Extract provided
----

Alexi Littrell hasn't told anyone what happened to her over the summer. Ashamed and embarrassed, she hides in her closet and compulsively scratches the back of her neck, trying to make the outside hurt more than the inside does.

When Bodee Lennox, the quiet and awkward boy next door, comes to live with the Littrells, Alexi discovers an unlikely friend in "the Kool-Aid Kid," who has secrets of his own. As they lean on each other for support, Alexi gives him the strength to deal with his past, and Bodee helps her find the courage to finally face the truth.

A searing, poignant book, Faking Normal is the extraordinary debut novel from an exciting new author-Courtney C. Stevens.

Recommended by: Scott Pilgrim (Scott Reads It)

Faking Normal is a book I was initially going to pass over, due to my blurb test which says that if it’s a contemporary novel and the characters all have strange names I probably won’t like it. However, the early reviews have been fantastic, and then Scott put it in my Sadie Hawkins pile right around the time I got auto-approval from Harper on EW. This book and I were meant to be, I thought! Um, no. We weren’t. Courtney C. Stevens’ debut didn’t really work for me, not because I think it’s a bad book, but because of my personal interests and reading history.

There will be some discussion of the spoiler that is made pretty obvious by the blurb, but any others will be spoiler tagged.

Before I get into what will probably be a bit of a ranty discussion, I do want to say that I think this is a good book. Maybe not ideal for me, but I suspect it will move a lot of other readers. Faking Normal was very readable. I never thought about DNfing, even when I was struggling. It’s compelling and thought-provoking. I’ve had several discussions about this book already and will no doubt have more. Though my rating isn’t high, I do respect books that make me think and really evaluate complicated issues in a new light. Stevens did this, and I think that’s fantastic.

While definitively being a YA novel, Faking Normal follows the basic NA formula, which was a bit of an odd thing to notice. Two broken people find each other and heal through their relationship, though without the sexy times, because it’s YA and it’s usually frowned upon (for the record, not by me). Alexi was raped over the summer and, rather than telling anyone, she scratches the back of her neck until it bleeds. Bodee’s abusive father killed his mother, and, having witnessed it, he has to testify against his father. Both of them are having trouble finding their words. They both also have really annoying names, but oh well.

----

Source material
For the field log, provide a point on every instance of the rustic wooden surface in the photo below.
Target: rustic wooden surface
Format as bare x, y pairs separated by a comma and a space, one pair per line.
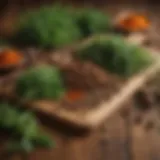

----

Requirement
Rewrite the passage of the Faking Normal review starting at "Recommended by: Scott" and ending at "be spoiler tagged.", replacing "blurb" with "jacket summary".

Finished answer
Recommended by: Scott Pilgrim (Scott Reads It)

Faking Normal is a book I was initially going to pass over, due to my jacket summary test which says that if it’s a contemporary novel and the characters all have strange names I probably won’t like it. However, the early reviews have been fantastic, and then Scott put it in my Sadie Hawkins pile right around the time I got auto-approval from Harper on EW. This book and I were meant to be, I thought! Um, no. We weren’t. Courtney C. Stevens’ debut didn’t really work for me, not because I think it’s a bad book, but because of my personal interests and reading history.

There will be some discussion of the spoiler that is made pretty obvious by the jacket summary, but any others will be spoiler tagged.